_REQUEST_
Express the lines of the items below, from the line containing "982L874 968L835 1000L816" through the line containing "positive clicks: (765, 974)", as a Markdown table with the columns Row and Content. Number each line and leave out blank lines.

BEGIN

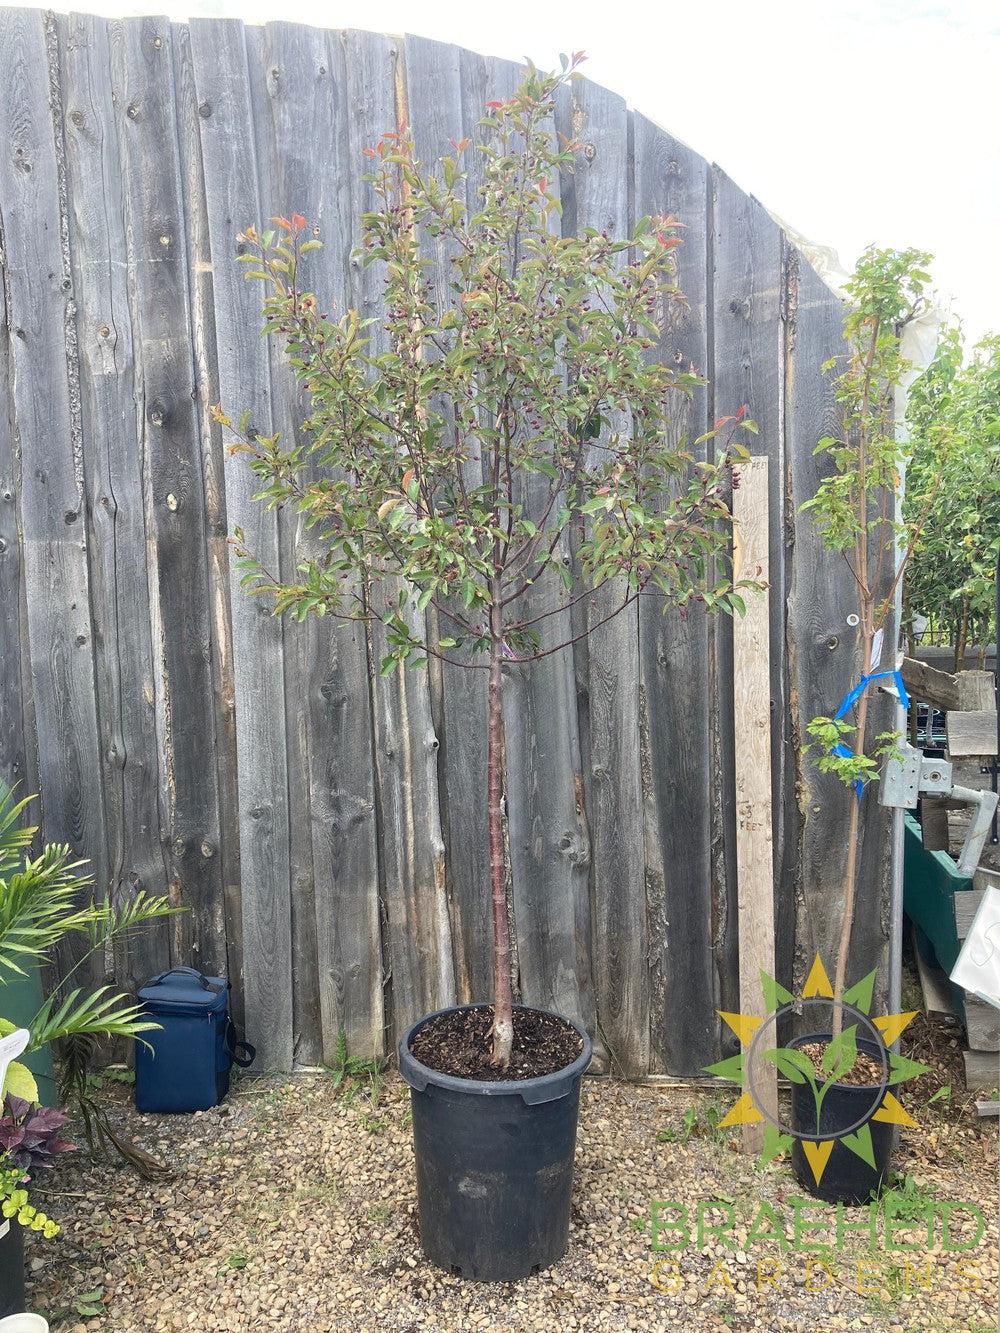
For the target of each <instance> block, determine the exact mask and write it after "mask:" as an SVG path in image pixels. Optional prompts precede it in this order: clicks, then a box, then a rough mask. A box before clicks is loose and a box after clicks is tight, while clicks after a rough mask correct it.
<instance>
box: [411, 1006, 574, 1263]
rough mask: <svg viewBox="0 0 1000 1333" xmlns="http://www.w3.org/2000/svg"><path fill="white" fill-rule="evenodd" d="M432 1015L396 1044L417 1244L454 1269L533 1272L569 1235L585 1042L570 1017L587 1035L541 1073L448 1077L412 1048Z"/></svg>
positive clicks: (427, 1017)
mask: <svg viewBox="0 0 1000 1333" xmlns="http://www.w3.org/2000/svg"><path fill="white" fill-rule="evenodd" d="M464 1008H477V1009H481V1008H487V1006H485V1005H468V1006H464ZM439 1012H440V1013H453V1012H455V1009H441V1010H439ZM436 1017H437V1014H428V1016H427V1017H425V1018H421V1020H420V1021H419V1022H416V1024H413V1026H412V1028H411V1029H409V1032H407V1034H405V1036H404V1037H403V1041H401V1042H400V1052H399V1068H400V1073H401V1074H403V1077H404V1078H405V1081H407V1082H408V1084H409V1086H411V1101H412V1108H413V1154H415V1158H416V1186H417V1210H419V1217H420V1244H421V1246H423V1250H424V1253H425V1254H427V1257H428V1258H429V1260H431V1261H432V1262H433V1264H436V1265H437V1266H439V1268H443V1269H444V1270H445V1272H448V1273H455V1274H456V1276H460V1277H467V1278H477V1280H479V1281H487V1282H512V1281H516V1280H517V1278H520V1277H529V1276H531V1274H532V1273H537V1272H539V1270H540V1269H543V1268H548V1266H549V1265H551V1264H555V1262H556V1261H557V1260H560V1258H561V1257H563V1254H565V1250H567V1245H568V1241H569V1206H571V1196H572V1189H573V1153H575V1149H576V1122H577V1117H579V1110H580V1080H581V1077H583V1073H584V1070H585V1069H587V1065H588V1064H589V1062H591V1040H589V1037H588V1036H587V1033H585V1032H584V1030H583V1029H581V1028H577V1026H576V1024H572V1026H573V1028H576V1030H577V1032H579V1033H580V1037H581V1040H583V1049H581V1052H580V1054H579V1056H577V1058H576V1060H575V1061H573V1062H572V1065H567V1066H565V1069H559V1070H556V1072H555V1073H552V1074H545V1076H543V1077H541V1078H524V1080H511V1081H508V1082H485V1081H481V1080H477V1078H453V1077H451V1076H449V1074H441V1073H437V1070H435V1069H429V1068H428V1066H427V1065H424V1064H421V1061H419V1060H417V1058H416V1057H415V1056H413V1053H412V1052H411V1049H409V1046H411V1042H412V1040H413V1034H415V1033H416V1032H417V1029H419V1028H421V1026H423V1025H424V1024H425V1022H428V1021H429V1020H431V1018H436ZM559 1017H561V1016H559ZM564 1021H565V1022H569V1021H571V1020H564Z"/></svg>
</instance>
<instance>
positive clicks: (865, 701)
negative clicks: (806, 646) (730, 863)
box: [831, 629, 872, 1038]
mask: <svg viewBox="0 0 1000 1333" xmlns="http://www.w3.org/2000/svg"><path fill="white" fill-rule="evenodd" d="M863 633H864V652H863V664H861V674H863V676H867V674H868V673H869V672H871V669H872V637H871V633H869V632H868V629H865V631H864V632H863ZM867 732H868V689H865V690H864V692H863V693H861V697H860V700H859V701H857V725H856V728H855V734H853V737H852V745H851V749H852V750H853V752H855V754H864V752H865V740H867ZM863 798H864V788H861V800H863ZM861 800H859V797H857V796H856V793H855V792H853V790H852V792H851V821H849V824H848V830H847V876H845V878H844V920H843V922H841V926H840V942H839V945H837V965H836V972H835V974H833V1025H832V1028H831V1034H832V1036H833V1038H836V1037H839V1036H840V1033H841V1032H843V1030H844V1010H843V1008H841V1001H843V998H844V989H845V981H847V961H848V957H849V956H851V928H852V925H853V924H855V898H856V896H857V866H859V861H860V858H861V842H860V832H861Z"/></svg>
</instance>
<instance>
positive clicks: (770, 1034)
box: [705, 954, 929, 1185]
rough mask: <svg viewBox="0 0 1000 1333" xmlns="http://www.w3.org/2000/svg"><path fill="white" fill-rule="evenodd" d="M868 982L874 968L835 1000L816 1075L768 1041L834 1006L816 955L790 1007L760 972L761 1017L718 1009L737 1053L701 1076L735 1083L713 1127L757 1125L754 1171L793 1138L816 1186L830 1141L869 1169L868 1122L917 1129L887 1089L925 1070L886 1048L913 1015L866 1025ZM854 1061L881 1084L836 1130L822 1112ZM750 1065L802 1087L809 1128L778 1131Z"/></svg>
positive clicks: (765, 974) (871, 1132) (869, 982)
mask: <svg viewBox="0 0 1000 1333" xmlns="http://www.w3.org/2000/svg"><path fill="white" fill-rule="evenodd" d="M875 977H876V969H872V970H871V972H869V973H868V974H867V976H865V977H863V978H861V980H860V981H857V982H855V985H852V986H851V988H849V989H848V990H845V992H844V994H843V997H841V1008H843V1013H844V1020H845V1022H844V1028H843V1030H841V1032H840V1034H839V1036H837V1037H835V1038H833V1040H831V1041H825V1042H824V1045H825V1049H824V1050H823V1056H821V1061H820V1068H817V1066H816V1064H815V1062H813V1060H812V1058H811V1056H808V1054H807V1053H805V1052H804V1050H800V1049H797V1048H796V1046H795V1045H788V1046H781V1045H771V1042H769V1036H771V1033H775V1032H776V1030H777V1024H779V1022H780V1021H781V1020H783V1018H784V1017H785V1016H787V1014H791V1013H796V1014H801V1013H803V1012H805V1010H808V1009H809V1008H823V1009H828V1008H829V1005H831V1002H832V1001H833V986H832V985H831V982H829V977H828V976H827V969H825V968H824V966H823V960H821V958H820V956H819V954H816V957H815V960H813V964H812V968H811V970H809V976H808V977H807V978H805V985H804V986H803V992H801V996H800V997H799V998H797V1000H796V997H795V996H793V994H792V992H791V990H787V989H785V988H784V986H783V985H781V984H780V982H779V981H776V980H775V978H773V977H771V976H768V974H767V973H765V972H761V973H760V981H761V989H763V994H764V1010H765V1012H764V1013H763V1014H748V1013H725V1012H724V1010H721V1009H720V1010H719V1017H720V1018H721V1020H723V1021H724V1022H725V1024H727V1025H728V1026H729V1028H731V1029H732V1032H735V1033H736V1036H737V1037H739V1038H740V1044H741V1046H743V1048H744V1049H741V1050H740V1053H739V1054H736V1056H731V1057H729V1058H728V1060H720V1061H719V1062H717V1064H713V1065H708V1066H707V1070H705V1072H707V1073H711V1074H715V1076H716V1077H719V1078H727V1080H729V1081H731V1082H735V1084H739V1085H740V1086H741V1089H743V1092H741V1096H740V1098H739V1100H737V1102H736V1105H735V1106H733V1108H732V1110H731V1112H729V1114H728V1116H725V1117H724V1118H723V1120H721V1121H720V1125H719V1128H720V1129H721V1128H723V1126H725V1125H748V1124H760V1122H763V1124H764V1146H763V1150H761V1154H760V1165H761V1166H765V1165H767V1164H768V1162H771V1161H773V1160H775V1158H776V1157H779V1156H781V1154H783V1153H785V1152H788V1150H789V1149H791V1146H792V1144H793V1141H795V1140H796V1138H797V1140H799V1141H800V1144H801V1149H803V1153H804V1154H805V1158H807V1161H808V1164H809V1169H811V1170H812V1176H813V1180H815V1181H816V1185H819V1184H820V1181H821V1180H823V1173H824V1170H825V1168H827V1164H828V1161H829V1156H831V1153H832V1150H833V1145H835V1144H836V1142H839V1144H843V1146H844V1148H847V1149H848V1150H849V1152H851V1153H853V1154H855V1156H856V1157H859V1158H860V1160H861V1161H863V1162H865V1164H867V1165H868V1166H871V1168H875V1152H873V1146H872V1130H871V1125H872V1122H883V1124H891V1125H911V1126H913V1125H916V1121H915V1120H913V1118H912V1117H911V1116H909V1114H908V1112H907V1110H905V1109H904V1106H903V1104H901V1102H900V1101H899V1098H897V1097H896V1096H895V1093H893V1092H892V1090H891V1089H892V1086H895V1085H899V1084H903V1082H905V1081H907V1080H908V1078H919V1077H920V1076H921V1074H925V1073H927V1072H928V1070H929V1065H921V1064H919V1062H917V1061H916V1060H908V1058H907V1057H905V1056H900V1054H897V1053H896V1052H893V1050H892V1049H891V1046H892V1044H893V1042H895V1041H896V1040H897V1038H899V1036H900V1033H903V1032H904V1029H905V1028H907V1026H908V1024H909V1022H912V1020H913V1018H915V1017H916V1010H915V1009H913V1010H911V1012H909V1013H891V1014H884V1016H881V1017H875V1018H872V1017H871V1012H872V1004H873V997H875ZM863 1046H865V1048H867V1052H868V1056H865V1054H864V1049H863ZM861 1058H873V1060H875V1062H876V1064H877V1066H879V1076H880V1077H879V1081H877V1082H876V1084H873V1085H872V1088H871V1097H869V1098H867V1101H864V1104H863V1106H861V1109H860V1112H855V1113H853V1117H852V1118H851V1120H849V1121H848V1122H844V1124H835V1125H829V1124H828V1122H824V1121H823V1116H821V1113H823V1105H824V1101H825V1100H827V1094H828V1093H829V1090H831V1089H832V1088H833V1086H835V1085H837V1084H839V1082H841V1081H844V1080H845V1078H848V1077H849V1074H851V1072H852V1070H853V1069H855V1066H856V1065H857V1062H859V1060H861ZM757 1060H764V1061H768V1062H769V1064H771V1065H773V1066H776V1069H777V1072H779V1073H780V1074H781V1076H783V1077H784V1078H787V1080H788V1081H789V1084H796V1085H799V1086H800V1088H804V1086H807V1085H808V1089H809V1092H811V1097H812V1106H813V1110H815V1120H812V1122H811V1124H809V1125H808V1126H805V1128H796V1126H795V1125H791V1124H784V1122H783V1121H781V1118H780V1116H777V1114H776V1113H775V1110H769V1109H768V1105H767V1098H765V1097H763V1096H760V1093H759V1089H757V1085H756V1081H755V1069H756V1064H755V1061H757Z"/></svg>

END

_YOUR RESPONSE_
| Row | Content |
|---|---|
| 1 | rough mask: <svg viewBox="0 0 1000 1333" xmlns="http://www.w3.org/2000/svg"><path fill="white" fill-rule="evenodd" d="M868 982L874 968L835 1000L816 1075L768 1041L834 1006L816 955L790 1007L760 972L761 1017L718 1009L737 1053L701 1076L735 1083L713 1127L757 1125L754 1171L793 1138L816 1186L830 1141L869 1169L868 1122L917 1129L887 1089L925 1070L886 1048L913 1015L866 1025ZM854 1061L881 1084L836 1130L822 1112ZM750 1065L802 1087L809 1128L778 1131Z"/></svg> |
| 2 | positive clicks: (765, 974) (871, 1132) (869, 982) |